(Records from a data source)
--
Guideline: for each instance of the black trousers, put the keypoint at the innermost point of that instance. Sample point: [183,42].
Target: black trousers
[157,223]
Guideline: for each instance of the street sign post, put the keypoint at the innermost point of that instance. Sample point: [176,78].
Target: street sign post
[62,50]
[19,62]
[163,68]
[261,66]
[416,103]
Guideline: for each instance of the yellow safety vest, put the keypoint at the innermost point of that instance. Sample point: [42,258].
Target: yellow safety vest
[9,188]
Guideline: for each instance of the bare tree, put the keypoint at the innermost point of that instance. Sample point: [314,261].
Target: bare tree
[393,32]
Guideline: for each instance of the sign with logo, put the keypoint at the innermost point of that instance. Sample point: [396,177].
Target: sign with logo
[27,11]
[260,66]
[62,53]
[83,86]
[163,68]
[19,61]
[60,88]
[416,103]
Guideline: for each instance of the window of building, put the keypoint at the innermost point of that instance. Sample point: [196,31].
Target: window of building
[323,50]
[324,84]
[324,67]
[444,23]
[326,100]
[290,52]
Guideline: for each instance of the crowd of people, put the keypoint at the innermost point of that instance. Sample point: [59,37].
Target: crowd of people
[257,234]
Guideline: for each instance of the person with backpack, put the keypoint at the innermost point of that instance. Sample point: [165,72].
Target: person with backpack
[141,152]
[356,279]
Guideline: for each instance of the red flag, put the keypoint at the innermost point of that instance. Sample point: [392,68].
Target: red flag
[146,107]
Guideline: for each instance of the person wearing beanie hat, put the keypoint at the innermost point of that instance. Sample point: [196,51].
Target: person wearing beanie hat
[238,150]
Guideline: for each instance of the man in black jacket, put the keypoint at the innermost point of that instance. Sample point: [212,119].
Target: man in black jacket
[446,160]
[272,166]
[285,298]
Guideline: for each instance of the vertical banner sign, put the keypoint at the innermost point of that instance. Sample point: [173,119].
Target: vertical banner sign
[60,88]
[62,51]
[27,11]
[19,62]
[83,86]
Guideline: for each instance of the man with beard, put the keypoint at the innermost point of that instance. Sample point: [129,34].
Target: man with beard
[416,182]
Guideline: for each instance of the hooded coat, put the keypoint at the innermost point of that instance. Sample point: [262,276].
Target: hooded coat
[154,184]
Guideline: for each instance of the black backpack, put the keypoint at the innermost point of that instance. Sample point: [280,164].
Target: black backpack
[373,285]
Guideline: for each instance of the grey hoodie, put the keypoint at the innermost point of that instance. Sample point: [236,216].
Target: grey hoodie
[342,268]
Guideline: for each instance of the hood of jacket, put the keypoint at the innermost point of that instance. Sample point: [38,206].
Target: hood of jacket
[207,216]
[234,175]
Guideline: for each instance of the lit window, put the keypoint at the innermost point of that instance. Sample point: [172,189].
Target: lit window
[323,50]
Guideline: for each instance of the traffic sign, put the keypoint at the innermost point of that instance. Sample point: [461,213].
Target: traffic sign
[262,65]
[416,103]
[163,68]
--
Directions for this task → The lines to retype run from the start of the entries through the line containing "Guideline: for each instance of the window"; reproduce them exactly and add nothing.

Task solution →
Guideline: for each instance of the black trousers, put the keypoint at the innermost point of that instance. Sample point: [183,42].
Target: black trousers
[157,223]
Guideline: for each instance of the street sign post, put the keypoint at the innermost point of that instance. Sample point: [176,78].
Target: street sign post
[62,50]
[19,62]
[163,68]
[261,66]
[416,103]
Guideline: for each instance of the yellow safety vest, put the keypoint at the innermost point of that instance. Sample point: [42,258].
Target: yellow safety vest
[9,188]
Guideline: for each instance of the bare tree, put the keypoint at the innermost point of that instance. Sample point: [314,261].
Target: bare tree
[393,32]
Guideline: for each instance of the sign with logo, put the keypoint at the innermost point of that instance. Sample point: [396,177].
Target: sign with logo
[27,11]
[260,66]
[62,53]
[83,86]
[163,68]
[19,61]
[60,88]
[416,103]
Guideline: for each instance of the window of building, put the keypoint at the innermost point of that instance. Sample point: [196,31].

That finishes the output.